→ **SET TASK**:
Rewrite the entries from the line with "Keypoint placement rule: for each instance of the knuckle, put" to the line with "(1005, 376)", changing "knuckle" to "thumb" and leaving everything else as it is. Return only those lines.

Begin STORED ROWS

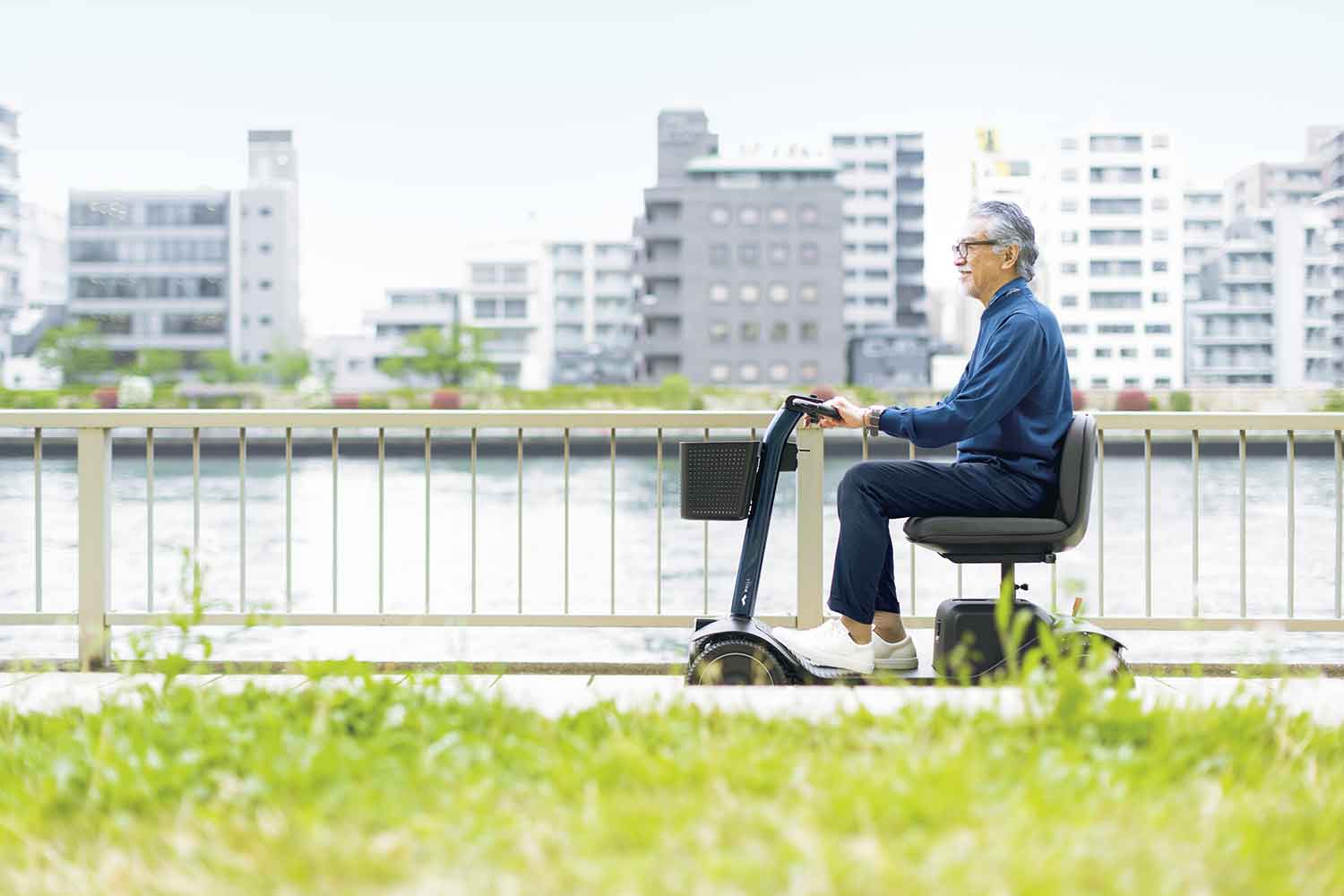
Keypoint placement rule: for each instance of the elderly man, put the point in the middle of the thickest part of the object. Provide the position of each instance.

End STORED ROWS
Begin STORED ROWS

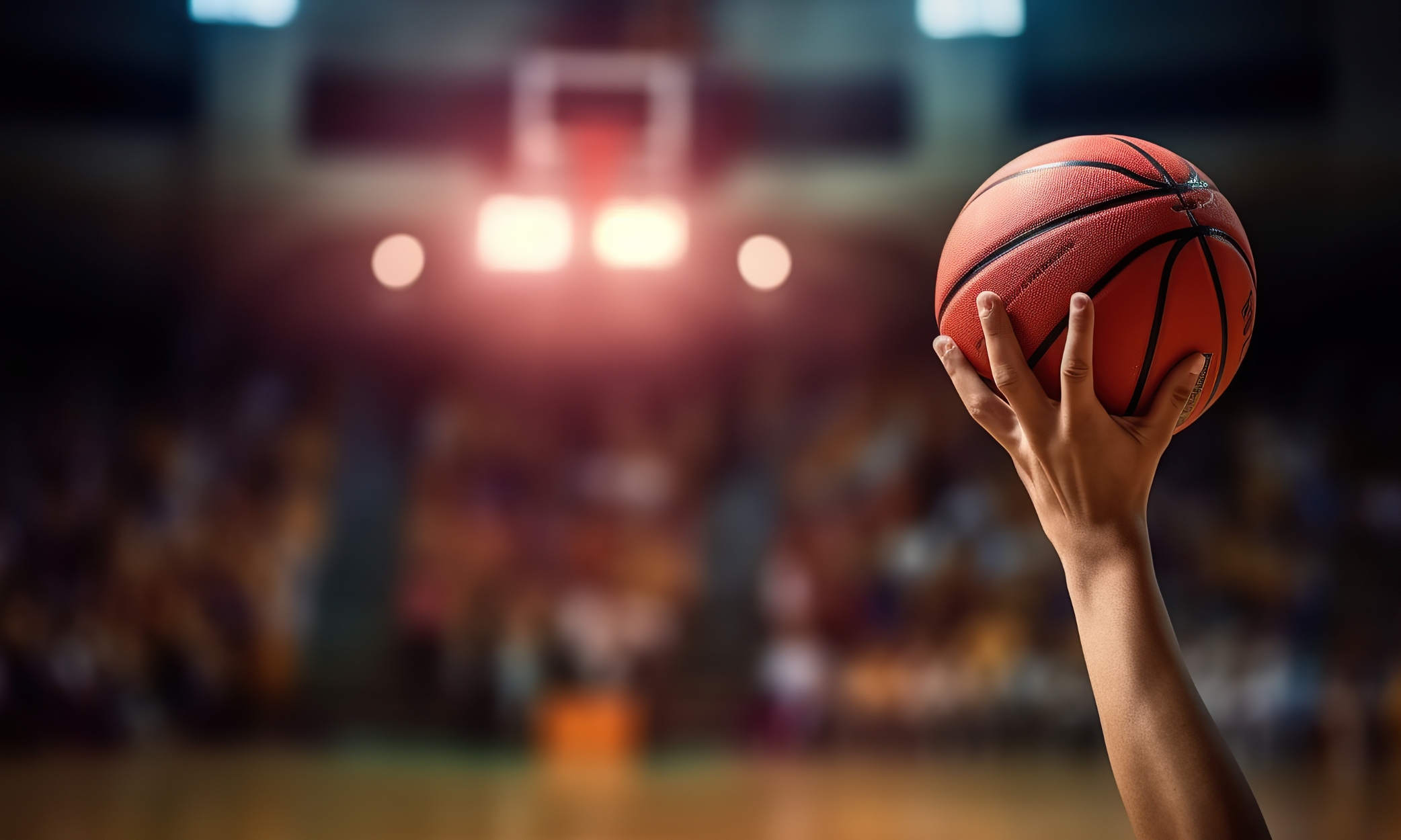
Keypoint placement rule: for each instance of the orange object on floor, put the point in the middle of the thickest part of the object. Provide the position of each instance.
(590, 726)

End STORED ROWS
Begin STORED ROWS

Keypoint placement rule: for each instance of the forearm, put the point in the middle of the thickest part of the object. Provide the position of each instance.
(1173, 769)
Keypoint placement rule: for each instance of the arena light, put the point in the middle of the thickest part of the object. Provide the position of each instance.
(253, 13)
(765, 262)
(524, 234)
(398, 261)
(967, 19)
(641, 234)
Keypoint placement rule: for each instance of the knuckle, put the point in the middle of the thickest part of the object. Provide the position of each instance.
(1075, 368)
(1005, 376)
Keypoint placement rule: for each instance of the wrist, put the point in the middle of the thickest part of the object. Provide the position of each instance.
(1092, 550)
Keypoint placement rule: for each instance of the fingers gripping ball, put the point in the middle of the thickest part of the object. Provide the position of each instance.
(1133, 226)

End STORED ROWS

→ **ANSWER TO THIS EXERCISE**:
Keypoint placement rule: for each instance of the thumb, put the point in the middle of the thickest part of the object. Provide the position of each instance.
(1075, 368)
(1005, 376)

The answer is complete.